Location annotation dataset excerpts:
--- start ---

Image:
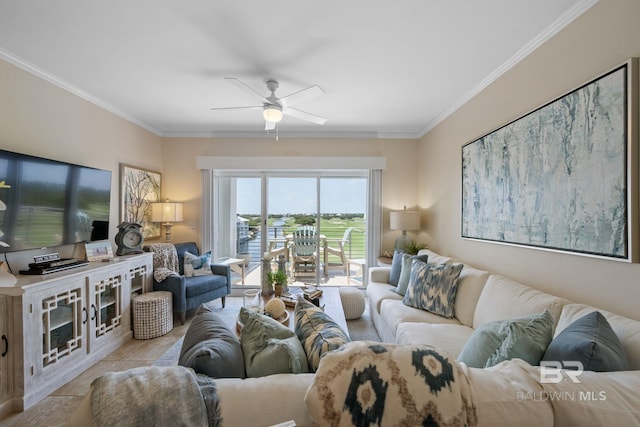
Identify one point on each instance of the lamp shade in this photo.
(404, 220)
(166, 212)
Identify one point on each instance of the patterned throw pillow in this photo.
(197, 265)
(367, 383)
(433, 288)
(317, 332)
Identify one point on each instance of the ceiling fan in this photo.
(273, 108)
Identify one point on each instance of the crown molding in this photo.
(290, 135)
(68, 87)
(570, 14)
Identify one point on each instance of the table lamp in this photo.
(167, 213)
(404, 220)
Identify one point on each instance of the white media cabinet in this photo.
(55, 326)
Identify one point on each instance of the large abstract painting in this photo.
(558, 177)
(138, 189)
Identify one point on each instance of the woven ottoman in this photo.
(353, 302)
(152, 314)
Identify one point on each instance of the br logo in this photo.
(551, 372)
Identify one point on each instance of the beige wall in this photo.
(41, 119)
(602, 38)
(182, 179)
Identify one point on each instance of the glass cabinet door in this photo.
(61, 325)
(106, 308)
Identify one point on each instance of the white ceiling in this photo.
(388, 68)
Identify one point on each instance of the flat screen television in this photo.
(48, 203)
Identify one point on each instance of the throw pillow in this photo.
(197, 265)
(211, 348)
(396, 267)
(524, 338)
(269, 347)
(405, 271)
(375, 384)
(433, 288)
(317, 332)
(590, 340)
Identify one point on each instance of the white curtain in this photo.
(207, 234)
(374, 223)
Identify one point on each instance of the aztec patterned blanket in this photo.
(376, 384)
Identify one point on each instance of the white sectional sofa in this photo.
(508, 394)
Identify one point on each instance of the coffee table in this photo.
(330, 299)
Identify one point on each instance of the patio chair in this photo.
(336, 247)
(304, 257)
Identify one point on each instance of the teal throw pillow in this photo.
(269, 347)
(590, 340)
(524, 338)
(433, 287)
(405, 272)
(317, 332)
(396, 267)
(197, 265)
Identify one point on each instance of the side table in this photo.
(152, 314)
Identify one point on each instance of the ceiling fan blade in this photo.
(242, 85)
(236, 108)
(304, 116)
(302, 95)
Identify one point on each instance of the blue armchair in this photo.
(190, 292)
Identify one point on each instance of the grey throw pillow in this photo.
(211, 348)
(405, 272)
(524, 338)
(270, 347)
(590, 340)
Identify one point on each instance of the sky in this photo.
(298, 195)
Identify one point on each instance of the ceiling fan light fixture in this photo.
(272, 113)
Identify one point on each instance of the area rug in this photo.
(361, 329)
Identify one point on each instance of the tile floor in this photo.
(56, 408)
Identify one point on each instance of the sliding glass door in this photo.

--- end ---

Goal of the exercise: Images in the records should not be copied. Repeat all the rest exactly.

Response below:
Image:
Identify one point on each instance of the lamp shade in this photo.
(404, 220)
(166, 212)
Identify one point on each instance of the patterned throw pillow in this photo.
(197, 265)
(367, 383)
(433, 288)
(317, 332)
Identify one point on each instance of the ceiling fan in this photo.
(273, 108)
Identify one point on each instance of the crown molding in this photo.
(290, 135)
(68, 87)
(570, 14)
Identify one point on each instance of the table lamp in this photo.
(167, 213)
(404, 220)
Identify one point on each instance of the white media cabinet in this photo.
(55, 326)
Identify one point on each instance of the large abstract painting in this photo.
(558, 177)
(138, 189)
Identify one point on each instance of the woven ottoman in this photo.
(353, 302)
(152, 314)
Identify one point on each instance of the br logo in this photo.
(551, 372)
Identify one point on each instance of the beige wall in this photo.
(41, 119)
(602, 38)
(182, 179)
Identify one point on each instance of the glass cabinet door in this photo.
(61, 325)
(106, 308)
Identify one point on each instance of the white ceiling in this photo.
(388, 68)
Identify one point on each instance of the flat screen television in this photo.
(48, 203)
Identify one point on each instance of the throw pillow in this photo.
(197, 265)
(211, 348)
(396, 267)
(524, 338)
(269, 347)
(405, 271)
(375, 384)
(433, 288)
(317, 332)
(590, 340)
Identify one point on each instance of the white curtain in this photo.
(207, 234)
(374, 223)
Identify one point on each instance of the aztec patterned blanket in this photo.
(376, 384)
Identify one point on each instance of the white sectional sofa in this photo.
(508, 394)
Identify one point on each instance of the coffee table in this photo.
(330, 299)
Identify one point on each instance of the patio chair in this photo.
(336, 247)
(304, 257)
Identify one point on each instance of the teal throw pillow in this photo.
(269, 347)
(590, 340)
(524, 338)
(433, 287)
(405, 272)
(317, 332)
(396, 267)
(197, 265)
Identify one point on each instance of the side table in this photo.
(152, 314)
Identify one point on each instance of the ceiling fan blade in this photo.
(242, 85)
(236, 108)
(304, 116)
(302, 95)
Identify one point on each instance of the blue armchair in this photo.
(190, 292)
Identify one point on each instance of the grey throw pillow in this photo.
(211, 348)
(405, 272)
(524, 338)
(270, 347)
(590, 340)
Identify one point on each instance of the sky in this photo.
(298, 195)
Identify one point on each instance of the ceiling fan light fixture in this photo.
(272, 113)
Identify one point on each instance of the area rug in this photo.
(361, 329)
Identify one point on each instance of the tile floor in this photo.
(56, 408)
Identify one point on each instance of the sliding glass door in this photo.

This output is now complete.